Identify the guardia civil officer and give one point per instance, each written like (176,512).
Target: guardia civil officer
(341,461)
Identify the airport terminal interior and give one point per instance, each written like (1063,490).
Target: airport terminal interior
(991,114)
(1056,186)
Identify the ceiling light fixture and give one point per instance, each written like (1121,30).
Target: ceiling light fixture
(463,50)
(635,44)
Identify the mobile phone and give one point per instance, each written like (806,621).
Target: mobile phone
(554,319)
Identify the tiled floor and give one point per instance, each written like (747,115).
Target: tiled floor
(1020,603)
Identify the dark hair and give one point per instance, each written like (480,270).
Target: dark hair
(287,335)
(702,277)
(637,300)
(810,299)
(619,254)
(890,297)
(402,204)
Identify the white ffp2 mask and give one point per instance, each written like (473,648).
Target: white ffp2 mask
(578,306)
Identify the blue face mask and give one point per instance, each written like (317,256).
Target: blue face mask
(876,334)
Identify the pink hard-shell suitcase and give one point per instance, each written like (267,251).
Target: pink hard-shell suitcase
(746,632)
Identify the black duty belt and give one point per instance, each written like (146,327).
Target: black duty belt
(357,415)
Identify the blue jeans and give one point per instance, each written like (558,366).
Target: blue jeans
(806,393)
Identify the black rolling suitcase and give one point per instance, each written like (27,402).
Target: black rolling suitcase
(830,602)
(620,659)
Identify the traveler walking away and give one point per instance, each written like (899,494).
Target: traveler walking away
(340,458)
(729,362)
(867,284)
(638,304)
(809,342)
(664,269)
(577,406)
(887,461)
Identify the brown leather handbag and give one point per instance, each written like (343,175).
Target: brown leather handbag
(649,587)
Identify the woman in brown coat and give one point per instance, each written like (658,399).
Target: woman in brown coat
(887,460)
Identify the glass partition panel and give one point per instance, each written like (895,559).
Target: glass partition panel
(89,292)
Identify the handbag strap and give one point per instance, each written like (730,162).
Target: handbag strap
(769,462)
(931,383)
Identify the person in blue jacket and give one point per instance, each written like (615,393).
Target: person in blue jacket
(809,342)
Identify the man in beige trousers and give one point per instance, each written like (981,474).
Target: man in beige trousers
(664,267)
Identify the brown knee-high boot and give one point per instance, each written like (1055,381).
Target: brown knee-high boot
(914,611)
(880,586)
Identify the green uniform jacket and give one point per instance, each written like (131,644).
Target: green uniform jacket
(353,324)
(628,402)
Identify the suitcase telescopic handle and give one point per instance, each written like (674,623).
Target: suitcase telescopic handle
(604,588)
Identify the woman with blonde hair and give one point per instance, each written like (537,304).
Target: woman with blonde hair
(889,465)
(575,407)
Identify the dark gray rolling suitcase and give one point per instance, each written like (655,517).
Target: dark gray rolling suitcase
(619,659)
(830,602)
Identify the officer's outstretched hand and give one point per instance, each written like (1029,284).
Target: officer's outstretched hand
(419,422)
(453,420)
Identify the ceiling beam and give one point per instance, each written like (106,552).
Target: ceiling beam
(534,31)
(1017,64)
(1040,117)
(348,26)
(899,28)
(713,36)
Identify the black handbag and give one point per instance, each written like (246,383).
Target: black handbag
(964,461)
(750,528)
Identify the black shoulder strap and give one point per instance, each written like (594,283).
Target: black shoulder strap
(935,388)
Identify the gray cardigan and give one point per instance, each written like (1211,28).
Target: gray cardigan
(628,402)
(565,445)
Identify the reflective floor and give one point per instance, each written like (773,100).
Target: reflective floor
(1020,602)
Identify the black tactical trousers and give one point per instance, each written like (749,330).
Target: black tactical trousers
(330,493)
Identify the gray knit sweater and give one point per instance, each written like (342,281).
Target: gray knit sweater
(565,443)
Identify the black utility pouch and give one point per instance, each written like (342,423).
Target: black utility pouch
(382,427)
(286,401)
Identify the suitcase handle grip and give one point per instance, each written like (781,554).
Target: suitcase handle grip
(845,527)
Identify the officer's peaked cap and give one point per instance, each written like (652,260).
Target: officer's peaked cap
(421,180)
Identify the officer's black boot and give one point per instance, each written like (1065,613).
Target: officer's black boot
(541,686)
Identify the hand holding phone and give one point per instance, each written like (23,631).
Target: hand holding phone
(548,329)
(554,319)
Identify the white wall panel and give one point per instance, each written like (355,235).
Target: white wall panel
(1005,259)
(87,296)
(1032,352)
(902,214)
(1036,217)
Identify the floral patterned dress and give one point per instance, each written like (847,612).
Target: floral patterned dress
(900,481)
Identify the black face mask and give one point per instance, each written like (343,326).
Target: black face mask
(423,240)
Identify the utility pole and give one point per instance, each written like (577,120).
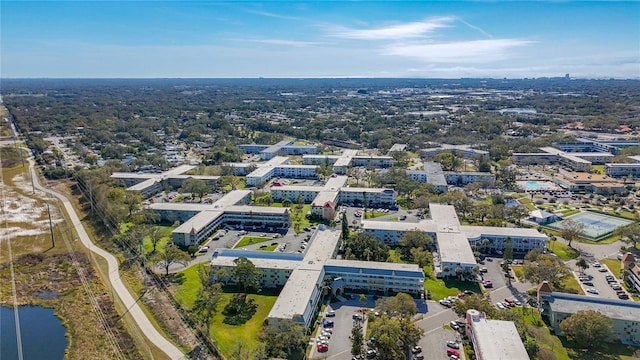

● WHAT TO DO: Convert every line of the records above into a numbered list, skipping any blank lines. Leave the pictures out of the output.

● RESULT OF THE EXERCISE:
1. Identify the guardia civil officer and give one point per instance, each written like (176,512).
2. Target: guardia civil officer
3. (341,461)
4. Identify the airport terminal interior and give one point per instance, each written like (1063,490).
5. Target: airport terminal interior
6. (991,114)
7. (1056,186)
8. Identify the ceiling light fixture and give one point per instance, each written like (1121,30).
9. Target: ceiling light fixture
10. (463,50)
11. (635,44)
12. Identify the mobile phone and give one point per instance, each written like (806,621).
13. Target: mobile phone
14. (554,319)
15. Identify the tiled floor and give one point per instance, each written like (747,115).
16. Target: tiled floor
17. (1020,603)
18. Identify the dark hair and give one point per instance, each written like (480,270).
19. Target: dark hair
20. (287,335)
21. (702,277)
22. (637,300)
23. (810,299)
24. (619,254)
25. (890,297)
26. (402,204)
27. Identify the white ffp2 mask and give one point per instance, each written like (473,648).
28. Target: white ffp2 mask
29. (578,306)
30. Identify the blue face mask and give one point per instance, each written like (317,256).
31. Target: blue face mask
32. (876,334)
33. Identify the pink hard-shell suitcase and give one point per instance, each written like (267,251).
34. Target: pink hard-shell suitcase
35. (746,632)
36. Identify the black duty belt and give one point per instance, each written like (146,327).
37. Target: black duty belt
38. (357,415)
39. Identify the blue jeans and give one point per instance, each written like (558,366).
40. Target: blue jeans
41. (806,393)
42. Identify the black rolling suitcase and give one point per instance, each written like (27,402).
43. Target: black rolling suitcase
44. (830,602)
45. (620,659)
46. Identify the traveler walking away and give one point per instance, each written like (899,494).
47. Target: traveler walking away
48. (340,458)
49. (729,362)
50. (867,284)
51. (638,304)
52. (809,342)
53. (664,269)
54. (577,406)
55. (887,461)
56. Identify the brown leather handbag and give one point per instance, each written like (343,175).
57. Target: brown leather handbag
58. (649,587)
59. Identify the woman in brown coat and give one point per instance, each written like (658,399).
60. Target: woman in brown coat
61. (887,460)
62. Identify the glass partition panel and give one point per instance, each written like (895,559).
63. Target: glass partition panel
64. (89,292)
65. Identify the handbag strap and give one point per instance, each written like (730,162).
66. Target: handbag strap
67. (769,462)
68. (931,383)
69. Identify the person in blue jacket and give one point per instance, each written like (615,393).
70. Target: person in blue jacket
71. (809,342)
72. Identify the man in beige trousers and give one point per instance, each written like (981,474).
73. Target: man in beige trousers
74. (664,267)
75. Identify the brown knee-high boot and give one point per instance, each written like (1055,381).
76. Target: brown knee-high boot
77. (914,611)
78. (880,586)
79. Identify the green uniform jacket and give one point per instance, each written like (131,644).
80. Target: green uniform jacket
81. (353,324)
82. (628,402)
83. Identify the suitcase telescopic handle and give one point per instance, each written like (674,623).
84. Target: suitcase telescopic handle
85. (604,588)
86. Identify the woman with blonde hair and give one point per instance, each written like (537,304).
87. Target: woman with blonde hair
88. (889,465)
89. (575,407)
90. Identify the dark gray rolling suitcase and give one point per instance, each written like (655,517).
91. Target: dark gray rolling suitcase
92. (619,659)
93. (830,602)
94. Identify the officer's outstretched hand and give one point per instance, each written like (1029,284).
95. Target: officer's outstretched hand
96. (419,422)
97. (453,420)
98. Identify the ceiling beam and give one point per instance, each written like (106,552).
99. Target: ceiling beam
100. (534,31)
101. (1017,64)
102. (1040,117)
103. (348,26)
104. (899,28)
105. (713,36)
106. Identify the black handbag and give one point per instance, each written like (246,383).
107. Target: black handbag
108. (964,461)
109. (750,528)
110. Identify the black shoulder strap and give one point per instance, each written like (594,283).
111. Target: black shoulder strap
112. (935,388)
113. Identify the gray cardigan and give one point per instance, each written like (1211,28).
114. Target: gray cardigan
115. (628,402)
116. (565,445)
117. Identify the reflective floor and give one point per instance, each written like (773,100).
118. Target: reflective floor
119. (1020,602)
120. Identify the black tactical trousers and give one point per instance, each written like (749,330).
121. Target: black tactical trousers
122. (330,493)
123. Identify the gray knit sweater and give one point per instance, each written like (342,281).
124. Target: gray knit sweater
125. (565,443)
126. Identify the black utility pouch and give one point per instance, each written like (342,423).
127. Target: black utility pouch
128. (382,427)
129. (286,401)
130. Identify the suitcase handle grip and give one point per instance, each written like (781,554).
131. Target: suitcase handle grip
132. (845,527)
133. Identify the officer's peaked cap and give one point per instance, each written like (652,260).
134. Target: officer's peaked cap
135. (421,180)
136. Identify the officer's black boot and give one point per instance, each written like (1065,613).
137. Target: officer's black boot
138. (541,686)
139. Identify the hand holding phone and give one point per instance, each written like (23,631).
140. Target: hand holding phone
141. (548,329)
142. (554,319)
143. Identify the white wall panel and give one point per instance, each written like (355,235).
144. Target: white wall panel
145. (1005,259)
146. (87,296)
147. (1032,352)
148. (902,214)
149. (1036,217)
150. Identify the floral patterned dress and give one point per instance, each written like (847,612).
151. Target: floral patterned dress
152. (900,481)
153. Identify the black face mask and give one point per instance, each written like (343,326).
154. Target: black face mask
155. (423,240)
156. Identify the utility pole and give one point per instance, each written like (577,120).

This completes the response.